• **Written exercise 1**
Using the passage, answer these:
(a) In what years did the speaker work on IoT research?
(b) What was the name of the speaker's first startup?
(c) Which company acquired that startup?

• **Passage shown**
Good question. My journey has actually always been in the digital space in some extent or another. And as you’ve just explained in the intro, I started in academia, I started in research working in ubiquitous computing, doing IoT back in 2006/07, so early days when IoT as a concept was not really known yet. I did that because it allowed me to just explore new things and go in different directions with the promise of ubiquitous computing, and the computer becoming ever smaller and becoming part of really everything, this beautiful vision of smart dust. With this kind of high spirit, and the sky is the limit, everything is possible, technology will allow us to change everything, I went into the first startup which was Koubachi as you said, with this idea of, yep we have the technology, it’s all there, we just need to implement that. How hard can it be? And create great products and change the world.

With this first encounter with reality, I found that it’s actually not that simple. The industry is years – which is a good thing right, that’s what you expect – years behind academia, and the concept that from the academic point of view seem quite feasible, or almost impossible to put into reality. I learnt a lot obviously in that first startup of how hard it is to build things, what you actually need to do to create a product, be it hardware and software, and figuring out how ahead of the curve we were with that idea; which was one of the main drivers whilst the strategic partnership, i.e. the acquisition by Husqvarna Group made so much sense. We had an advantage when it came to technology, we understood what needs to be done in order to create such products, but how to productize, how to actually put that into a product that serves mass markets, we didn’t really understand how to do that, and obviously didn’t have the distribution and brand.

• **Written exercise 2**
Convert part of the listing into a Markdown table with the columns Row and Line. Begin at the first line of the listing, stop after the line that contains "[[[54,181],[50,183],[50,184],[66,184],[67,182],[65,180]]]", and leave out blank lines and pictures.

• **Records to process**

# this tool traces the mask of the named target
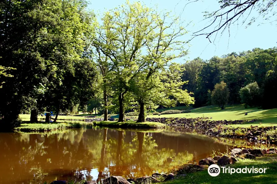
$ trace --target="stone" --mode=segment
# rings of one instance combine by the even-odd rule
[[[130,184],[126,179],[118,176],[110,176],[104,180],[103,183],[104,184]]]
[[[54,181],[50,183],[50,184],[66,184],[67,182],[65,180]]]
[[[178,174],[175,177],[176,178],[183,178],[187,176],[187,174]]]
[[[230,155],[234,156],[236,156],[241,154],[242,150],[239,148],[235,148],[231,150]]]
[[[215,164],[215,163],[213,158],[209,157],[202,159],[199,161],[199,165],[208,165],[210,166],[212,164]]]
[[[164,181],[165,182],[166,181],[168,181],[169,180],[173,179],[175,177],[175,175],[174,175],[172,173],[170,173],[170,174],[167,174],[167,176],[166,178],[165,179],[164,179]]]
[[[242,150],[241,152],[242,154],[244,154],[244,153],[250,154],[250,151],[252,150],[251,149],[244,149]]]
[[[130,178],[129,179],[127,179],[127,181],[128,181],[128,182],[130,182],[130,183],[132,183],[133,182],[135,183],[136,181],[135,180],[132,178]]]
[[[255,159],[256,158],[256,156],[255,155],[248,153],[244,153],[241,156],[245,159]]]
[[[157,177],[160,176],[162,174],[161,174],[160,173],[153,173],[153,174],[152,174],[152,177],[154,177],[154,178],[157,178]]]
[[[216,156],[213,158],[213,159],[214,160],[217,161],[220,158],[220,156]]]
[[[144,176],[139,178],[136,179],[136,183],[138,184],[158,183],[159,182],[157,179],[152,176]]]
[[[86,182],[84,184],[97,184],[97,182],[95,180]]]
[[[275,154],[276,153],[275,151],[267,151],[267,154]]]
[[[226,155],[223,155],[217,161],[217,164],[221,166],[233,164],[235,162],[232,159]]]
[[[259,149],[253,149],[250,151],[250,153],[251,155],[255,155],[256,156],[260,156],[263,155],[262,150]]]

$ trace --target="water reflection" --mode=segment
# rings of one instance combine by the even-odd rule
[[[42,183],[76,177],[98,182],[111,175],[149,175],[198,161],[213,150],[224,152],[230,144],[245,147],[244,140],[233,140],[179,128],[155,132],[91,125],[46,134],[1,133],[0,183]]]

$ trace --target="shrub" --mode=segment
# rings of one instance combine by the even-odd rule
[[[126,116],[138,116],[139,113],[139,112],[131,112],[125,114],[125,115]]]
[[[185,110],[181,111],[181,113],[190,113],[191,112],[191,111],[190,110]]]
[[[179,114],[182,113],[182,111],[179,110],[169,110],[161,113],[161,114]]]
[[[258,83],[255,82],[247,84],[239,91],[241,102],[245,104],[244,107],[258,106],[260,105],[260,92]]]
[[[159,115],[160,113],[158,113],[158,112],[154,112],[153,113],[152,113],[152,114],[153,115]]]

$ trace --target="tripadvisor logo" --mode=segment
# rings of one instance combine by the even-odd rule
[[[230,174],[237,173],[265,173],[266,168],[254,168],[254,167],[248,168],[245,167],[243,168],[230,168],[230,167],[221,167],[222,173],[229,174]],[[208,168],[208,173],[212,176],[216,176],[220,173],[220,168],[216,164],[213,164]]]

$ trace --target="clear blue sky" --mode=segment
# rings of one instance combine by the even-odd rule
[[[88,0],[90,2],[90,9],[95,12],[103,12],[106,10],[117,7],[126,2],[125,0]],[[135,1],[130,0],[130,2]],[[160,10],[166,10],[171,11],[172,13],[179,15],[188,2],[187,0],[144,0],[140,1],[147,6],[153,7],[158,5]],[[218,0],[203,0],[191,3],[187,5],[184,10],[181,18],[192,23],[187,28],[191,32],[199,30],[207,25],[207,21],[201,21],[203,18],[202,12],[212,11],[219,7]],[[178,4],[179,3],[179,4]],[[257,15],[255,12],[252,16]],[[251,18],[249,16],[249,19]],[[230,38],[226,32],[214,43],[209,43],[204,36],[194,38],[191,42],[190,53],[185,60],[192,59],[199,56],[204,59],[209,59],[214,56],[221,56],[233,52],[239,52],[251,50],[256,47],[267,49],[277,46],[277,26],[276,22],[272,25],[267,23],[260,24],[262,21],[260,18],[247,28],[245,26],[239,26],[232,28]],[[219,39],[220,38],[220,39]],[[181,62],[182,61],[176,61]]]

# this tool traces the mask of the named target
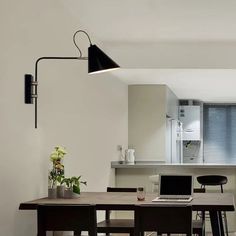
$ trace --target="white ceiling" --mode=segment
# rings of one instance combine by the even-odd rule
[[[182,99],[236,102],[235,0],[61,3],[121,65],[113,74],[126,83],[167,84]]]

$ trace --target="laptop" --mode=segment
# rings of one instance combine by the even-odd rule
[[[190,202],[193,195],[192,175],[165,175],[159,177],[159,196],[153,202]]]

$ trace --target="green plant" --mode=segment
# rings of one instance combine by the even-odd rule
[[[80,180],[80,178],[81,175],[79,177],[64,178],[62,184],[65,183],[66,187],[71,188],[74,193],[80,194],[80,184],[87,185],[87,182]]]
[[[49,180],[51,180],[53,185],[56,183],[62,185],[62,180],[65,178],[62,159],[66,154],[67,152],[64,147],[56,146],[50,155],[50,160],[53,164],[53,167],[49,174]]]
[[[64,156],[67,154],[65,147],[62,146],[56,146],[54,148],[54,151],[51,153],[50,155],[50,159],[52,162],[55,161],[59,161],[62,158],[64,158]]]

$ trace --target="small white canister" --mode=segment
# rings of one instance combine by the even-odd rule
[[[127,163],[134,163],[135,162],[134,153],[135,153],[134,149],[127,149],[125,151],[125,160]]]

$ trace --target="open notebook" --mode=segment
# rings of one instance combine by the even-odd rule
[[[159,196],[153,202],[190,202],[193,199],[192,175],[161,174],[159,181]]]

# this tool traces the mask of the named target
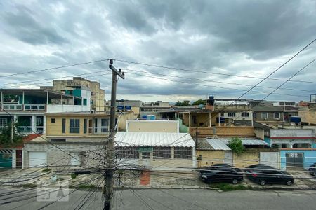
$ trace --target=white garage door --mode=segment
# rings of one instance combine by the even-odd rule
[[[70,161],[72,166],[79,166],[80,165],[80,153],[70,153]]]
[[[46,152],[29,152],[29,166],[43,167],[47,164]]]
[[[260,163],[279,168],[278,152],[260,152]]]

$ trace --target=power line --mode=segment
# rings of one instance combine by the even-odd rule
[[[240,84],[240,83],[227,83],[227,82],[218,81],[218,80],[216,81],[216,80],[203,80],[203,79],[199,79],[199,78],[187,78],[187,77],[174,76],[174,75],[166,75],[166,74],[159,74],[159,73],[151,73],[151,72],[147,72],[147,71],[138,71],[138,70],[124,69],[124,68],[122,68],[121,69],[131,71],[135,71],[135,72],[141,72],[141,73],[150,74],[152,74],[152,75],[159,75],[159,76],[169,76],[169,77],[175,77],[175,78],[180,78],[193,80],[198,80],[198,81],[207,82],[207,83],[212,82],[212,83],[216,83],[241,85],[241,86],[246,86],[246,87],[252,87],[253,86],[253,85],[246,85],[246,84]],[[213,87],[217,88],[216,86],[213,86]],[[259,86],[258,85],[258,87],[263,88],[275,89],[275,88],[267,87],[267,86]],[[296,91],[314,92],[312,92],[311,90],[300,90],[300,89],[292,89],[292,88],[279,88],[279,89],[280,90],[296,90]]]
[[[49,70],[53,70],[53,69],[76,66],[81,66],[81,65],[92,64],[92,63],[105,62],[105,61],[108,61],[108,60],[109,60],[109,59],[99,59],[99,60],[94,60],[94,61],[88,62],[77,63],[77,64],[69,64],[69,65],[65,65],[65,66],[60,66],[52,67],[52,68],[48,68],[48,69],[39,69],[39,70],[32,70],[32,71],[25,71],[25,72],[15,73],[15,74],[8,74],[8,75],[3,75],[3,76],[0,76],[0,78],[10,77],[10,76],[21,75],[21,74],[31,74],[31,73],[41,72],[41,71],[49,71]]]

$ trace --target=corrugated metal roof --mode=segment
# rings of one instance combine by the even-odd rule
[[[195,146],[189,134],[162,132],[126,132],[115,135],[118,146]]]
[[[206,139],[206,141],[216,150],[230,150],[224,141],[217,139]]]

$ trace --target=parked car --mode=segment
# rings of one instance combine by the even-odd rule
[[[267,164],[250,165],[245,168],[244,172],[249,179],[261,186],[266,183],[285,183],[291,186],[294,183],[294,178],[291,174]]]
[[[232,166],[213,164],[199,170],[200,177],[206,183],[232,182],[237,184],[244,178],[242,171]]]
[[[310,166],[308,171],[310,171],[310,175],[316,176],[316,162]]]

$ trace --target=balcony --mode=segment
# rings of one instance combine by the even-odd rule
[[[1,107],[6,111],[46,111],[46,104],[4,104]]]

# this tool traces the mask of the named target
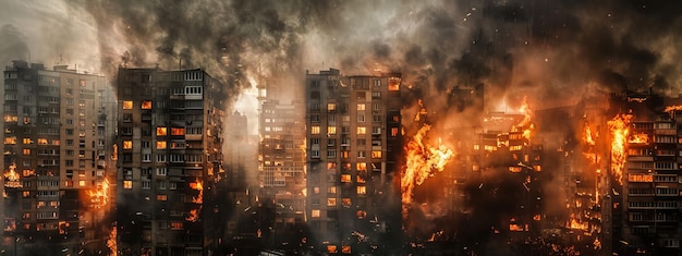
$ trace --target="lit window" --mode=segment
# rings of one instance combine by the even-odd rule
[[[362,135],[362,134],[366,134],[367,133],[367,129],[366,127],[357,127],[357,134]]]
[[[143,100],[142,109],[151,109],[151,100]]]
[[[182,230],[182,222],[176,222],[176,221],[171,222],[171,229],[172,230]]]
[[[123,109],[133,109],[133,100],[124,100]]]
[[[47,139],[45,139],[45,144],[47,144]],[[4,145],[14,145],[16,144],[16,137],[4,137]]]
[[[392,127],[391,129],[391,137],[397,137],[398,136],[398,127]]]
[[[358,195],[367,194],[367,187],[366,186],[357,186],[357,194]]]
[[[185,129],[183,129],[183,127],[171,127],[171,135],[185,135]]]
[[[319,134],[319,126],[312,126],[310,134]]]

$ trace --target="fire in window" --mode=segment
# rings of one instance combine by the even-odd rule
[[[142,109],[151,109],[151,100],[143,100]]]
[[[133,109],[133,100],[124,100],[123,109]]]

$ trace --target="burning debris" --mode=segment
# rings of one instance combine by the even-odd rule
[[[415,186],[421,185],[429,175],[434,174],[434,171],[442,171],[454,156],[454,153],[442,145],[440,139],[436,147],[428,145],[426,133],[430,127],[428,124],[422,126],[412,141],[405,145],[406,163],[401,178],[403,207],[407,207],[412,203],[412,193]]]

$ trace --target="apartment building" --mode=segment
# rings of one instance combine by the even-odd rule
[[[103,76],[66,65],[5,69],[4,236],[20,252],[97,248],[84,242],[103,235],[93,223],[111,206],[97,193],[112,170],[107,92]]]
[[[400,86],[400,74],[306,74],[306,218],[322,251],[402,244]]]
[[[119,69],[118,248],[207,255],[221,169],[224,87],[203,70]]]

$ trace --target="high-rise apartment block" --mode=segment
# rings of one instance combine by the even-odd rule
[[[260,107],[261,196],[273,199],[275,227],[283,232],[305,220],[305,111],[302,103],[279,100]]]
[[[119,69],[118,247],[206,255],[222,162],[224,87],[203,70]]]
[[[103,76],[14,61],[4,71],[4,237],[77,253],[102,237],[113,106]],[[8,239],[11,237],[11,239]],[[103,243],[103,242],[102,242]]]
[[[306,217],[329,253],[402,243],[400,86],[400,74],[306,75]]]

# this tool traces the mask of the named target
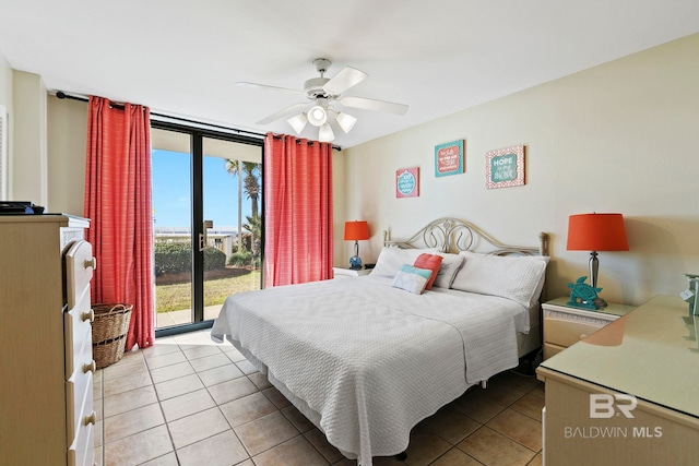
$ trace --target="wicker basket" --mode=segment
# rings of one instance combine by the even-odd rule
[[[92,354],[97,369],[118,362],[123,356],[132,304],[93,304]]]

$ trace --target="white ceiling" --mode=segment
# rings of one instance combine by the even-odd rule
[[[410,109],[346,109],[343,147],[698,32],[698,0],[0,0],[0,52],[50,91],[258,133],[293,133],[254,122],[303,97],[235,82],[363,70],[344,95]]]

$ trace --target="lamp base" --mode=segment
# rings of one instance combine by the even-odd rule
[[[353,271],[358,271],[362,268],[362,259],[358,255],[353,255],[350,258],[350,268]]]

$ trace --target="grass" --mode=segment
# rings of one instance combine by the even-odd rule
[[[155,287],[155,311],[170,312],[191,309],[191,283],[157,285]],[[229,277],[208,279],[204,282],[204,306],[223,304],[229,295],[260,289],[260,271]]]

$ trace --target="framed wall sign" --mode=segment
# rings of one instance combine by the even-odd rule
[[[419,167],[395,170],[395,196],[417,198],[419,195]]]
[[[485,155],[487,189],[524,184],[524,146],[499,148]]]
[[[448,175],[463,174],[464,153],[463,140],[448,142],[435,146],[435,176],[446,177]]]

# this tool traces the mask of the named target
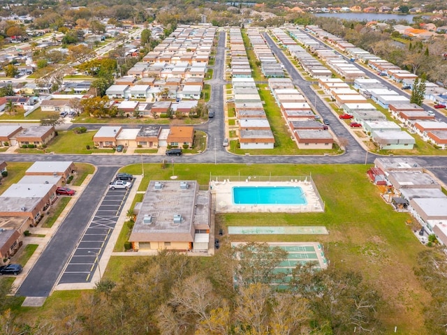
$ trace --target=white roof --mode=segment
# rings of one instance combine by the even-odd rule
[[[53,186],[52,184],[13,184],[0,198],[43,198]]]
[[[121,131],[121,126],[103,126],[94,135],[94,137],[115,137]]]
[[[140,129],[123,129],[118,135],[117,140],[135,140],[139,131]]]
[[[50,162],[36,162],[27,170],[25,173],[31,172],[65,172],[66,170],[73,164],[71,161],[50,161]]]

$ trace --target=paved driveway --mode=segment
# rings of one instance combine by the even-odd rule
[[[23,156],[22,156],[23,159]],[[113,160],[112,157],[110,157]],[[59,157],[61,159],[61,157]],[[47,297],[93,216],[117,166],[100,166],[71,211],[54,233],[17,295]]]

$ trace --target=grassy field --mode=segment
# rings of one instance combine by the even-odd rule
[[[427,293],[413,275],[416,255],[425,248],[414,237],[411,220],[405,213],[397,213],[379,195],[379,189],[366,176],[369,166],[300,165],[183,165],[176,164],[179,179],[196,179],[206,184],[212,175],[309,175],[312,174],[325,204],[325,211],[318,214],[218,214],[216,229],[230,225],[325,225],[328,235],[234,235],[230,241],[318,241],[336,267],[358,271],[370,285],[379,290],[386,302],[380,318],[388,329],[397,326],[401,334],[424,334],[422,308],[428,303]],[[139,165],[124,170],[140,173]],[[145,165],[145,190],[149,179],[169,179],[169,166]],[[349,186],[355,186],[349,187]],[[224,242],[225,243],[225,242]],[[116,269],[111,270],[116,272]],[[390,333],[391,332],[390,332]]]
[[[387,334],[397,327],[399,334],[425,335],[422,309],[430,303],[423,285],[413,275],[416,255],[425,246],[413,236],[411,220],[405,213],[397,213],[383,201],[379,190],[368,180],[364,165],[214,165],[179,164],[175,174],[179,179],[197,180],[207,184],[212,176],[302,176],[312,174],[325,205],[324,213],[316,214],[217,214],[216,229],[225,234],[222,243],[229,241],[320,241],[335,267],[360,271],[369,284],[381,292],[385,302],[379,309]],[[145,177],[139,191],[146,190],[151,179],[169,179],[171,165],[145,164]],[[141,174],[141,165],[121,169]],[[235,177],[235,179],[236,177]],[[133,204],[141,201],[138,193]],[[230,225],[324,225],[328,235],[232,235],[226,234]],[[115,250],[122,246],[129,232],[126,225],[122,230]],[[119,280],[127,264],[136,258],[112,257],[105,269],[106,278]],[[44,317],[65,299],[80,299],[81,292],[56,292],[43,307],[32,309],[34,316]],[[20,308],[22,315],[31,313]]]

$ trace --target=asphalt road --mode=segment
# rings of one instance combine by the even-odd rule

• **Task output 1**
(a) 2006/07
(b) Koubachi
(c) Husqvarna Group

• **Task output 2**
| Row | Line |
|---|---|
| 1 | # this tool traces the mask of the named target |
| 2 | $ trace --target="stone" --mode=segment |
| 3 | # rings of one instance combine by the even-odd rule |
| 4 | [[[130,184],[126,179],[118,176],[110,176],[104,180],[103,183],[104,184]]] |
| 5 | [[[54,181],[50,183],[50,184],[66,184],[67,182],[65,180]]] |